State the number of lines in the records beneath that hold the word "teeth", and add nothing.

DATA EXTRACTS:

::::::::::

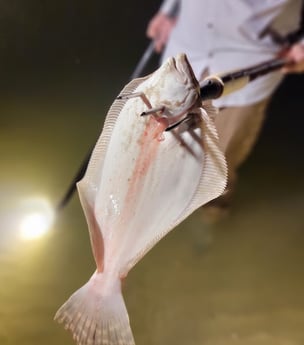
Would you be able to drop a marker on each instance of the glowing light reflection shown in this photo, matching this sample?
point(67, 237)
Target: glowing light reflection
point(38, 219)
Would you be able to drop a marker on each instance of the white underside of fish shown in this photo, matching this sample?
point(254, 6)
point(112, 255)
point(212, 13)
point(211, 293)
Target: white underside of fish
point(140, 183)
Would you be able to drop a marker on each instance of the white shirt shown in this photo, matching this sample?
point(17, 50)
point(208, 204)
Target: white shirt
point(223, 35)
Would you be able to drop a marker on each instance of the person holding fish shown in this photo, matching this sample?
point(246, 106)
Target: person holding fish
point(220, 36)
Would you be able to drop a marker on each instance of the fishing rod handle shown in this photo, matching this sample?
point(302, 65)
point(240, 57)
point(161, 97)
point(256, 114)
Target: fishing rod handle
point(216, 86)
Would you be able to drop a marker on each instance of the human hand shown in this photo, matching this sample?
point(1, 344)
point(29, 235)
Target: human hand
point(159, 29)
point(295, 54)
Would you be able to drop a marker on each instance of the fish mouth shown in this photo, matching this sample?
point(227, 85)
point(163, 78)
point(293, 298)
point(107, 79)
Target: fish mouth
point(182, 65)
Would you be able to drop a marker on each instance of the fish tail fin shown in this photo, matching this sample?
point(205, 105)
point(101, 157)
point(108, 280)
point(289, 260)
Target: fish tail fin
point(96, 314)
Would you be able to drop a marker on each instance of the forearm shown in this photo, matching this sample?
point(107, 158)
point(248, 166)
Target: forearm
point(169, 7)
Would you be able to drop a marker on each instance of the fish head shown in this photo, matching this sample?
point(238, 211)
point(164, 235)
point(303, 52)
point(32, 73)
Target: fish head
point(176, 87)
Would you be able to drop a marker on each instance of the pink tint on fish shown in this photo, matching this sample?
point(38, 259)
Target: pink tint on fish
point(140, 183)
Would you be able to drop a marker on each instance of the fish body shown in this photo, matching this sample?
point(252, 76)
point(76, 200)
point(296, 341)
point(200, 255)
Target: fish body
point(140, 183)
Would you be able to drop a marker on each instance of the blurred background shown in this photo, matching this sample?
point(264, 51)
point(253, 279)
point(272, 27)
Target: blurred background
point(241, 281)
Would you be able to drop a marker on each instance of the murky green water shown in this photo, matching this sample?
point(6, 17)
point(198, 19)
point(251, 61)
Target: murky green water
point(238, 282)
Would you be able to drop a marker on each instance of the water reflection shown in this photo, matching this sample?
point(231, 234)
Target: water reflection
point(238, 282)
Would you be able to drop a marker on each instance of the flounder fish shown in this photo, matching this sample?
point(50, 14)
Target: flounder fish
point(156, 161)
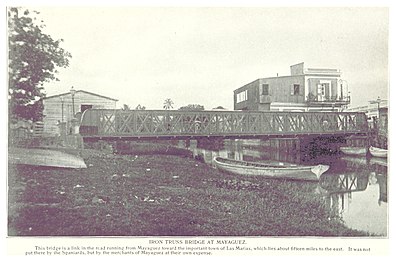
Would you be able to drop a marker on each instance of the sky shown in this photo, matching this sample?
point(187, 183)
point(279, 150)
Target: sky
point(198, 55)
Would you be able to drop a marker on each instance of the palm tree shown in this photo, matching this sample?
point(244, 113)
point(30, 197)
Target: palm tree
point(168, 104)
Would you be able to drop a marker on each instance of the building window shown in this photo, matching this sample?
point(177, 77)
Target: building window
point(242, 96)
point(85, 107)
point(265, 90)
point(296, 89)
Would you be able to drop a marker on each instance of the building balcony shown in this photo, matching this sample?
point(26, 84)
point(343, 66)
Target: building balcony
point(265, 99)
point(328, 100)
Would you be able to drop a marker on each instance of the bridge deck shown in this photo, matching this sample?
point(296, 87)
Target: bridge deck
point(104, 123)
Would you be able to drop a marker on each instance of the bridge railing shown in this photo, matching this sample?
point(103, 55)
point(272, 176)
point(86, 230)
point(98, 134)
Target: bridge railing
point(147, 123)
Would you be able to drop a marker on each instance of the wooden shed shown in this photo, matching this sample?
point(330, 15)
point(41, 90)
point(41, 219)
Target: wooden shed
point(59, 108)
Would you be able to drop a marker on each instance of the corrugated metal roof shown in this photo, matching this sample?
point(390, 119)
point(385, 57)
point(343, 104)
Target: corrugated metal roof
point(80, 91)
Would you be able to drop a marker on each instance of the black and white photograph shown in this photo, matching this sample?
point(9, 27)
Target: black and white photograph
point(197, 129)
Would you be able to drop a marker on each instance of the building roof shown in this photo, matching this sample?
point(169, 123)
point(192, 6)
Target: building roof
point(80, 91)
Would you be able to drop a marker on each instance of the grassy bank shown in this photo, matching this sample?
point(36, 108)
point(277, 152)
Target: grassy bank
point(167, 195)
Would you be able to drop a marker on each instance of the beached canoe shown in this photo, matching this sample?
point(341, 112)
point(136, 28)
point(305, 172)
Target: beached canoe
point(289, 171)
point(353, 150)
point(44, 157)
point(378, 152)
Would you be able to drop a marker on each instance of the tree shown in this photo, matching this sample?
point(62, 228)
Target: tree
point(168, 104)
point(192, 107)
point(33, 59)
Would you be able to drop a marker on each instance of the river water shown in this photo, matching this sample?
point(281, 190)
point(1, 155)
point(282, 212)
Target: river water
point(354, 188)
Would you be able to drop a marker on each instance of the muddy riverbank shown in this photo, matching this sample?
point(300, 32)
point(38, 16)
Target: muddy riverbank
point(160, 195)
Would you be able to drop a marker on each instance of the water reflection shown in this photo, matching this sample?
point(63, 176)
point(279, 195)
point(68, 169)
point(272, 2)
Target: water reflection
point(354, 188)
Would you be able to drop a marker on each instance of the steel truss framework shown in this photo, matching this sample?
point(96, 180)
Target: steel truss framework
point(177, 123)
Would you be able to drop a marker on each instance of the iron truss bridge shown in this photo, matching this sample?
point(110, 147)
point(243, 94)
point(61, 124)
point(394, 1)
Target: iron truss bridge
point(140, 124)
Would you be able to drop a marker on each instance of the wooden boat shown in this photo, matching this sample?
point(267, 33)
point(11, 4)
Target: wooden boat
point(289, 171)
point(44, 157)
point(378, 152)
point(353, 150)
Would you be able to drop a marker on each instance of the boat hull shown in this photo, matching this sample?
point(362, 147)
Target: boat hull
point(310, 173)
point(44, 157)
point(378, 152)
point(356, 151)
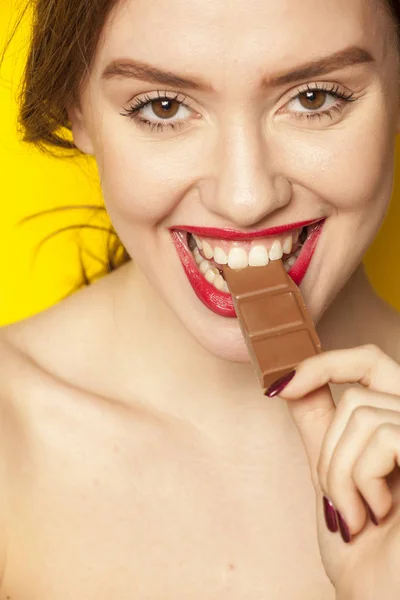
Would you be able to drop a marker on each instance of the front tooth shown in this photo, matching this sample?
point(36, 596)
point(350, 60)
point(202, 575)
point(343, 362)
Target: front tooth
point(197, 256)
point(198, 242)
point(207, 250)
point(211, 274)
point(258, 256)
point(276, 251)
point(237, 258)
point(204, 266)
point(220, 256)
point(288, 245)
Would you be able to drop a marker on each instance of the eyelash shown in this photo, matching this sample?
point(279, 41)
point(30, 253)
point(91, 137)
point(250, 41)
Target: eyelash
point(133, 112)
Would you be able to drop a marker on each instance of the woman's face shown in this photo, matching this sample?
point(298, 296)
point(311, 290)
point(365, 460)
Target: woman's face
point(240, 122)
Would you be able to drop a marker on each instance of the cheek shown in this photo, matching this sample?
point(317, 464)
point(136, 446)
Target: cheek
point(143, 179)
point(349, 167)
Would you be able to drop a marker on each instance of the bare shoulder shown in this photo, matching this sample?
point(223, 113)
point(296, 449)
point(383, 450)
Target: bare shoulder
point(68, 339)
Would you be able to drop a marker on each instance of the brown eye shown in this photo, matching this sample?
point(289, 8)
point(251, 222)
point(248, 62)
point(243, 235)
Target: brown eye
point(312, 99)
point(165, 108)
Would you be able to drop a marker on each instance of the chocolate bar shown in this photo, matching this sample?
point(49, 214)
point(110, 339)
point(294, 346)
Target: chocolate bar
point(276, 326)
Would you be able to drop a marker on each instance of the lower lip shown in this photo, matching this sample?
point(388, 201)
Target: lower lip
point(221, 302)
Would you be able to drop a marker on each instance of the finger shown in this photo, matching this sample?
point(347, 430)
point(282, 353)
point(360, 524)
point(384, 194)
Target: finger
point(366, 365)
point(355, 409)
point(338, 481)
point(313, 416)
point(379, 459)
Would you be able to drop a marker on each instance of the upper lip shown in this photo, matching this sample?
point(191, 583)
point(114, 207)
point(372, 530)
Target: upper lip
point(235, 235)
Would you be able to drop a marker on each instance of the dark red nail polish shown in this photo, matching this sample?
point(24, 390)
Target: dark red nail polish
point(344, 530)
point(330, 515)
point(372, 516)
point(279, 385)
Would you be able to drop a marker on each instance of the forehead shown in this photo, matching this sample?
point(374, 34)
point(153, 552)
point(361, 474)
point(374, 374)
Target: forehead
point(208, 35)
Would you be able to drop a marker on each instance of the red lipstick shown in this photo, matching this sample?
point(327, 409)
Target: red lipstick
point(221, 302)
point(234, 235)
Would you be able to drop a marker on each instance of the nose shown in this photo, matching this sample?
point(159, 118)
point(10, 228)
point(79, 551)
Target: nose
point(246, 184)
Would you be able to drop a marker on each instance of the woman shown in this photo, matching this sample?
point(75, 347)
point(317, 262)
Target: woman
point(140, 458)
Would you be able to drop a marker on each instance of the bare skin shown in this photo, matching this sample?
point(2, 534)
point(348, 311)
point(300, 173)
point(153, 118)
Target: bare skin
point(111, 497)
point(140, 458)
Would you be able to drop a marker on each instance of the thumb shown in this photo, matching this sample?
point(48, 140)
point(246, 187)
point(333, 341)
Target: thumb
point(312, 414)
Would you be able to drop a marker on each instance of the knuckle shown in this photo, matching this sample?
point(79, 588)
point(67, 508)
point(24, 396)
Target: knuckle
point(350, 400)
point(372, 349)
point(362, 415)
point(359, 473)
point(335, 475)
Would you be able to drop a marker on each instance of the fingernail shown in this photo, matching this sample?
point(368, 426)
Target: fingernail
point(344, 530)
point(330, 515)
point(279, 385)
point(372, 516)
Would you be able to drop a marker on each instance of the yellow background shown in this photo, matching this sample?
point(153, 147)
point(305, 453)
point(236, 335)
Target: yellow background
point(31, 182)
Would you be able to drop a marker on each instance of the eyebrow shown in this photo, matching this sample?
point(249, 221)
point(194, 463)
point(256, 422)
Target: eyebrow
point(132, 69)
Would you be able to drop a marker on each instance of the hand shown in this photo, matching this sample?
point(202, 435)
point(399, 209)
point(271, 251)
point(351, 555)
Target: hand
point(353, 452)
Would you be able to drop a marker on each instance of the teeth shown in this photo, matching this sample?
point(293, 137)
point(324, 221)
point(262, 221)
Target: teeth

::::::::::

EXERCISE OUTPUT: 2